* **Text provided**:
╔══
The Real Bug Lives in Human Nature

Here’s what actually keeps seasoned administrators awake: the vulnerability wasn’t in the LZMA algorithm. It was in the very human instinct to extend trust to people who appear to be acting in good faith. We project our own honesty onto others. That shortcut has served humanity well for cooperation and progress, but in the adversarial world of security, it is pure exploitation fuel.

In corporate environments, the same pattern repeats on a larger scale. Marketing wants one more “productivity” tool. Finance insists on their favorite expense app. Security pushes yet another agent “because compliance.” And the sysadmin, who actually has to keep the systems stable, ends up with a Windows workstation running Office, six line-of-business apps, a half-dozen security tools, and whatever random utilities the last consultant left behind. Every single extra package is another potential Jia Tan waiting for its moment.

Ruthless Minimalism: The Discipline That Actually Works

The solution isn’t more tools or more dashboards. It’s deliberate, almost ascetic restraint—the calm acceptance that we cannot control every contributor or every vendor update, but we can control exactly what runs on our machines.

For the Windows world that still dominates most corporate desktops and a huge slice of servers, this starts with Microsoft’s own Security Baselines. As of February 2026, the latest revisions (like the v2602 package for Windows Server 2025) are freely available in the Security Compliance Toolkit. Download them. Test them. Deploy them via Intune or Group Policy. These baselines aren’t suggestions; they’re battle-tested recommendations covering everything from credential guard to controlled folder access to proper BitLocker configuration.
╚══
* **Raw data**:
╔══
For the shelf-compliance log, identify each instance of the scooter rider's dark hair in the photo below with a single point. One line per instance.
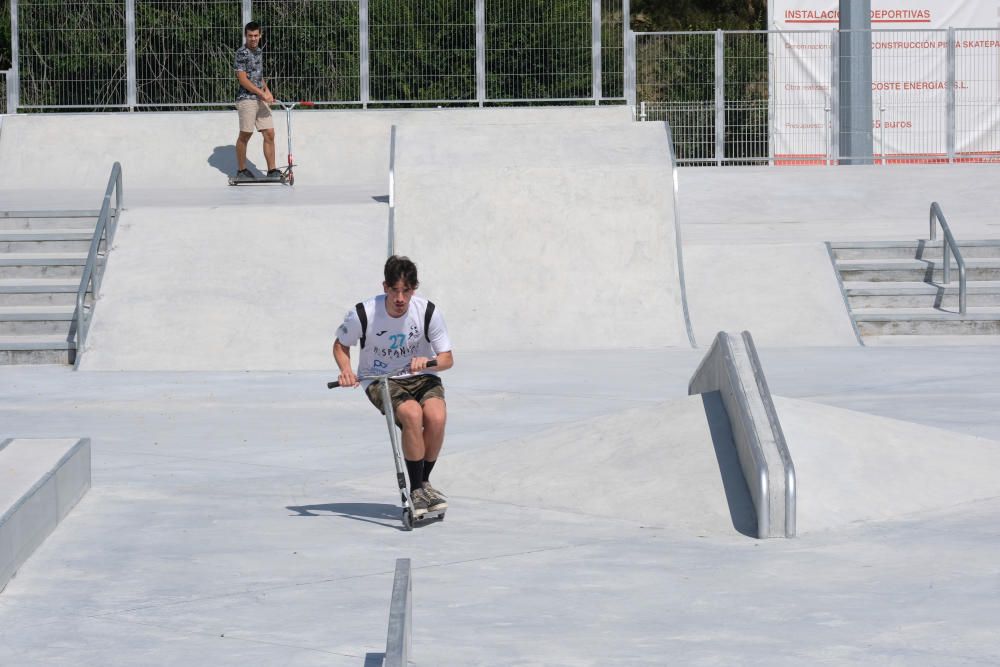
(397, 267)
╚══
* **Your instructions**: Copy the security text word for word, from "Here’s what actually" up to and including "pure exploitation fuel.".

* **Exercise response**:
Here’s what actually keeps seasoned administrators awake: the vulnerability wasn’t in the LZMA algorithm. It was in the very human instinct to extend trust to people who appear to be acting in good faith. We project our own honesty onto others. That shortcut has served humanity well for cooperation and progress, but in the adversarial world of security, it is pure exploitation fuel.